[What needs to be done] Copy out the rows below, replacing each "Quickstart" with "Overview" and changing nothing else.

[Provided records]
——

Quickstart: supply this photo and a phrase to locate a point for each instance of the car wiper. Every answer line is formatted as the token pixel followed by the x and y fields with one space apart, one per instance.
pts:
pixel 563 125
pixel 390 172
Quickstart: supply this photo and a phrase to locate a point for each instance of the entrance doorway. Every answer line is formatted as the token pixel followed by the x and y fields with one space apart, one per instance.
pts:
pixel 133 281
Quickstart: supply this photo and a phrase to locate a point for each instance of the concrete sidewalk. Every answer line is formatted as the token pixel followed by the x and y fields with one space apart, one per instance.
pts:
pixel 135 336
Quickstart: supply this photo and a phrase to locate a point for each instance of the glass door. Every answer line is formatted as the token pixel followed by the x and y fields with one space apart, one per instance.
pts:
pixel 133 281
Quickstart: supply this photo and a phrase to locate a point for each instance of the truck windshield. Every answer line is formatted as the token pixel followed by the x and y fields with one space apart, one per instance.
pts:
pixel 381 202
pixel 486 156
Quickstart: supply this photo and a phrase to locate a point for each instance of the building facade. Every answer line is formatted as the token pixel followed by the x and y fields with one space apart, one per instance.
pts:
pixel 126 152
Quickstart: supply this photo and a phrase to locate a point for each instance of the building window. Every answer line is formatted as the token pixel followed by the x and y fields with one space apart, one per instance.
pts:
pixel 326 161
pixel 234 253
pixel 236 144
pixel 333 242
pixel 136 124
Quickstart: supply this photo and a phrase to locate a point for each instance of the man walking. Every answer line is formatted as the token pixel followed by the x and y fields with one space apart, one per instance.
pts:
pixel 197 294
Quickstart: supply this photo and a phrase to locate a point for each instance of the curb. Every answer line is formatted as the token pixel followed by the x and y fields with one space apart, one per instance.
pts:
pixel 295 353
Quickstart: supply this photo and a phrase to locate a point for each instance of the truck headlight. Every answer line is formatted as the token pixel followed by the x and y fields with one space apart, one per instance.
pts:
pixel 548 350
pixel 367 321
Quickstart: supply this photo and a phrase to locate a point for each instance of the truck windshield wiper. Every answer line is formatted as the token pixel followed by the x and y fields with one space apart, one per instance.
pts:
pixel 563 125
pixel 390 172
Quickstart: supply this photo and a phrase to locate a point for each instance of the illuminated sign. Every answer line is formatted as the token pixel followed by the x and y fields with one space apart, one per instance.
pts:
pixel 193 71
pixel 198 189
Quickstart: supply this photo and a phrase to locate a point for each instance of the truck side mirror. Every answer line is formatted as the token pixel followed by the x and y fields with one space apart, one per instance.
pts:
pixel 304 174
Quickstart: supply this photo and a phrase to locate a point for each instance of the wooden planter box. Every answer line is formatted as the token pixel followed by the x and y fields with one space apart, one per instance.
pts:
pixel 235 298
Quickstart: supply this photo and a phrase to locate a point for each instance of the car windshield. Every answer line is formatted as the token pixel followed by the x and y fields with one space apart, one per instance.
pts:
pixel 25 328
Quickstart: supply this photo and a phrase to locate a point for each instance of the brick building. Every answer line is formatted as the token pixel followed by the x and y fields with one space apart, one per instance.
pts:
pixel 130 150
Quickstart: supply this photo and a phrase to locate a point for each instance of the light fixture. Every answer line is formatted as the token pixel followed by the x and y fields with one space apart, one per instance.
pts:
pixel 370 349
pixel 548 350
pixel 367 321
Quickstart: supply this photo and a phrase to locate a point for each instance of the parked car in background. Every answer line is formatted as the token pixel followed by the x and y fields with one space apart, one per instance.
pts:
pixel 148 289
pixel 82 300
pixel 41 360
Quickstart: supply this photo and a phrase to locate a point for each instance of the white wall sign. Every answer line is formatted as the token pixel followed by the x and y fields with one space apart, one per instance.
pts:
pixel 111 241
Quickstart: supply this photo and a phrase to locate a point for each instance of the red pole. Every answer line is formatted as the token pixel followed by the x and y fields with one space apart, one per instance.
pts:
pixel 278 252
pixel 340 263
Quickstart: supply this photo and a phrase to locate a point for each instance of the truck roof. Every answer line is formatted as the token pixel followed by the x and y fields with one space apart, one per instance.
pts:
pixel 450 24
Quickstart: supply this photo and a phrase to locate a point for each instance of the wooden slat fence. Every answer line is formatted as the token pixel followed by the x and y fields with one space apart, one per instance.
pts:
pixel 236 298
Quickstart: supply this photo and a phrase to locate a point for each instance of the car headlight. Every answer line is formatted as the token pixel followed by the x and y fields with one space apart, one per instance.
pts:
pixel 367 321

——

[The completed task]
Overview: supply this photo and a phrase to locate a point for each instance of the car wiper. Every answer line is formatted as the token pixel followed by the x and y fields with one space apart, one per instance.
pts:
pixel 563 125
pixel 390 172
Overview: supply this photo and a phrase to locate a point for each instance of the entrance doorway. Every answer line is formatted as the token pixel followed by the x and y fields with one space apart, one per instance.
pts:
pixel 133 281
Overview: supply this photo and a phrase to locate a point for each instance of the concrete sidewalk. Every answer line is formatted as the token pixel followed by the x and y fields with one space apart, one per instance.
pts:
pixel 135 336
Overview: supply this photo and a phrase to locate a point for each instance of the glass door. Every answer line is formatted as the token pixel followed by the x and y fields with one space apart, one per instance.
pts:
pixel 133 281
Overview: supply this photo and a phrase to locate a point for each instance of the truck windshield. Every answer line is formatted as the token pixel followed by the x and y fields with one space apart, one per instance.
pts:
pixel 381 202
pixel 486 156
Overview: supply this photo and a phrase to locate a point for each instance of the building facade. Every answer line is formatted as the token pixel followed by the x and y fields with one space apart, one per instance.
pts:
pixel 126 152
Overview: supply this photo and a phrase to locate a point for each instance of the building window. Every answer line is formatted as the token pixel followed by the x and y fields with one space apart, one per instance.
pts:
pixel 326 161
pixel 234 253
pixel 236 144
pixel 333 242
pixel 136 124
Overview: supply this photo and a phrase to locate a point for each instance of the man walking. Every answer line is formatted as the token pixel followed by the x and y fields with one space apart, one per instance.
pts:
pixel 197 294
Overview: supply this photo and a phrase to locate a point for each instance of the curb. Every answer line is formatted as the token pixel followed by the x and y fields with one space apart, one per instance.
pts:
pixel 295 353
Overview: supply this photo and a phrase to locate a point for each instance of the truck headlight. Every answer line is formatted as the token pixel followed by the x and y fields with one space apart, one per instance.
pts:
pixel 548 350
pixel 367 321
Overview: supply this photo and a phrase to locate a point for each instance of the truck windshield wiper. Every answer line is formatted as the token pixel followed by the x and y fields with one space apart, one per instance.
pts:
pixel 563 125
pixel 390 172
Overview: supply this photo and a phrase to locate a point for each instance of the illuminated sign. Every answer line is formatted as the token pixel followed by the x and y fields with one space apart, one per instance.
pts:
pixel 193 71
pixel 198 189
Overview: supply this photo and a phrase to locate a point for each instance of the truck side mirror. Every answer line is formatted as the token pixel followed by the x and y fields with one space apart, one per instance.
pts:
pixel 304 174
Overview: supply this photo and a phrase to locate a point for each instance of the wooden planter box. Every answer line is formatted as the token pixel followed by the x and y fields with one space apart, one per instance.
pts:
pixel 235 298
Overview: supply this photo and a phrase to locate a point for each instance of the car windshield. Every answer line is formatted as the token pixel followed by the x and y fields with one space apart, one per instance.
pts:
pixel 25 328
Overview: supply this photo and a phrase to locate a point for each instance of the brick building. Every answer line is formatted as the token pixel followed by the x and y fields with one space apart, one per instance.
pts:
pixel 130 150
Overview: supply this photo and a phrase to locate a point for each instance of the light fixture. Every answer line is formatted as the token pixel followed by the x and y fields with one space apart, one per instance.
pts:
pixel 370 349
pixel 548 350
pixel 367 321
Overview: supply this photo and a phrase to locate a point for each instance of the parked car in background. Every answer line is formatted as the token pixel followed by the x and y fields with one space apart, one per instance.
pts:
pixel 148 289
pixel 82 300
pixel 41 360
Overview: supply this photo and a phrase to locate a point for each instance of the white wall sign. Every answer line is formatted as the token pixel followed by the x and y fields with one space apart, one per instance.
pts:
pixel 111 241
Overview: supply this photo and a phrase to locate a point for each instance of the red pole. Every answer line is formatted as the token pixel followed by the x and y fields with one space apart, one per instance.
pts:
pixel 278 252
pixel 340 263
Overview: supply this photo and a phrase to locate a point for each instance of the truck roof. Every answer line is formatted as the token pixel followed by the x and y fields with one space apart, one per instance.
pts:
pixel 450 24
Overview: supply this photo and a phrase to locate a point for each instance of the wooden slat fence. Every answer line is formatted as the token pixel followed by the x and y fields with one space apart, one per instance.
pts:
pixel 236 298
Overview: supply this photo and a phrase to locate a point for each instance of the car headlight. Every answer line is formatted as the token pixel followed by the x and y fields with one space apart, one per instance.
pts:
pixel 367 321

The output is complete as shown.